#### Votre travail:
1. Répondez aux questions suivantes sur le récit de voyage à vélo au Laos.
(a) À quelle date le récit situe-t-il le départ de Géorgie ?
(b) Jusqu'à quel pays la traversée du Laos du nord au sud était-elle envisagée ?
(c) Sur combien de kilomètres après la frontière chinoise les routes étaient-elles dans un triste état ?
2. Prolongez le récit de voyage à vélo dans le nord du Laos à partir de sa dernière phrase.

#### Passage présenté:
*****

Desormais je n'avais plus a courrir, fini la pression du visa couperet qui m'accompagnait depuis que j'avais quitte la Georgie debut decembre 2009. Au Laos, j'avais besoin d'un visa mais je pouvais l'obtenir a n'importe laquelle des frontieres du pays avec la Thailande voisine si besoin (aucun n'est requis pour un sejour de moins de 2 semaines). Et pourtant je continuais a velo. A vrai dire, si l'Asie du sud est etait un petit havre de paix  sur le plan consulaire, il n'en allait pas de meme pour l'Indonesie et son immense archipel. Plutot que devoir racheter un velo en Malaisie ou a Singapour autant garder le meme jusqu'en Australie. Ca fesait une sorte de continuite comme cela: je traversais l'Asie depuis la Chine a velo, voila tout. Dans ces conditions, j'envisageais de traverser le Laos du nord au sud jusqu'au Cambodge. En tenant compte de mes prouesses en Chine, traverser ce pays en 1 mois etait tres facilement realisable.

En attendant, il me fallait rejoindre la capitale Vientiane et traverser la tres montagneuse partie nord du pays dans la pure continuite du Yunnan chinois. Tout les cyclistes rencontres a Kunming m'avaient prevenu que ca n'allait pas etre de la tarte. Ils avaient bien raison !  Apres m'etre familiarise avec les routes du Laos, j'en venais meme a regretter la "nationale" 213 au Yunnan  pourtant bien defoncee et bien casse patte dans le genre montagnes russes. Pour un cycliste l'etat des routes est un aspect primordial dans le voyage et au nord du Laos il y avait de quoi se preoccuper. Pour commencer les 200 premiers km passe la frontiere chinoise etaient dans un triste etat, a savoir completement puis partielement niques. Je ne pouvais pas faire 100m sans etre secoue continuelement et j'etais condamne a garder les yeux rives sur le sol pour eviter le pire. Par la suite le revetement s'averait de bien meilleure facture mais il restait suffisamment de nids de poules pour rester vigilant en permanence. Mais le principal probleme venait de l'inclinaison des pentes dans ces routes de montagne: on frôlait la piste noire par moment ! Pas le moindre lacet, ici tout se montait et descendait d'un trait avec souvent des % enormes. J'ai passe des journees entieres a pousser le velo dans les montees, limite couche les bras tendus dans certains passages ultra raides, avant de regrimper sur ma monture pour zigzaguer entre les nids de poules en freinant a bloc continuellement dans les descentes ! En fin de cote la route etait systematiquement defoncee sur 5 a 10 m a cause du ravinement et j'etais oblige de m'arreter completement pour les aborder si je ne voulais pas plier une roue. Je n'avais plus qu'a descendre du velo pour pousser a nouveau dans la montee qui suivait aussi sec. Je ne pouvais meme pas profiter de l'elan de la descente pour entamer l'ascension !

*****

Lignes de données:
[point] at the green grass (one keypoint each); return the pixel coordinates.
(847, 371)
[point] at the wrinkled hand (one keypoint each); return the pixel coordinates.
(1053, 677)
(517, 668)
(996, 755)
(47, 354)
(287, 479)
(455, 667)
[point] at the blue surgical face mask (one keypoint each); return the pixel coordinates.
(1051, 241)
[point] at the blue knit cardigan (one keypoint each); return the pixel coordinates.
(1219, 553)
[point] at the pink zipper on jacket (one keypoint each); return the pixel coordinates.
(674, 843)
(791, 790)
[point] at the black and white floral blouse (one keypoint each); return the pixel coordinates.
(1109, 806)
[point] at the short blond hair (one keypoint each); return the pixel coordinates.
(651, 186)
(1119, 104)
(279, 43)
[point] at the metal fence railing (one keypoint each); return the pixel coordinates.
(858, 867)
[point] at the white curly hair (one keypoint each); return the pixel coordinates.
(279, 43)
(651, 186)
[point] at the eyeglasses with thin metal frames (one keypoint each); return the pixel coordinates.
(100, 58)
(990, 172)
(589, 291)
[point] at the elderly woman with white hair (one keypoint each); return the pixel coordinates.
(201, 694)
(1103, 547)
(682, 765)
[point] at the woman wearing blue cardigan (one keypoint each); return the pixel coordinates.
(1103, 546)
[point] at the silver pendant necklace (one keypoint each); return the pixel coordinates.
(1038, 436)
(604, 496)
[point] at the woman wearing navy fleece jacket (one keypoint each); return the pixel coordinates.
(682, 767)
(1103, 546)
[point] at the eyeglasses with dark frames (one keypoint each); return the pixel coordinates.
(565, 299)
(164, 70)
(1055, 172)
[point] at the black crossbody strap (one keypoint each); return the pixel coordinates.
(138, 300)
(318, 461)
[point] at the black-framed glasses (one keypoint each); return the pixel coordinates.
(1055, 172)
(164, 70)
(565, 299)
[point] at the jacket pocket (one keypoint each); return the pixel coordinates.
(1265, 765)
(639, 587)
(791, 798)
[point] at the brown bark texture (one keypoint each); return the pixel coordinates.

*****

#### Réponses:
1.
(a) Début décembre 2009.
(b) Jusqu'au Cambodge.
(c) Sur les 200 premiers kilomètres.

2.
Autant dire que j'ai eu pas mal de casse avec mon vieux clou pendant cette periode. En moyenne je petais un rayon de la roue arriere par jour, avec des journees fastes ou il m'arrivait d'en niquer 2 ou 3 (1h de reparation environ a chaque fois avec le dechargement et le rechargement du velo). J'avais egalement fume les patins de frein de la roue avant en un rien de temps au point de creuser des sillons dans le cadre de la roue. Autre bonne surprise, les secousses repetees avaient fini par detruire une des fixations au niveau d'une soudure du porte bagage sur le cadre du velo. Il m'avait fallu placer une bonne quantite de fil de fer pour que l'ensemble reste stable. Reparation sommaire mais definitive car toute nouvelle soudure etait impossible a cause de l'alliage du cadre. Enfin les dents du plateau intermediaire etait completement bouffee par l'usure et la chaine sautait si je forcais trop. Le bateau coulait normalement en somme ! Seul point positif, je n'avais plus de crevaisons car les routes etaient "propres", sans gravats d'avaries mecaniques de poids lourds laisses sur la chaussee comme en Chine.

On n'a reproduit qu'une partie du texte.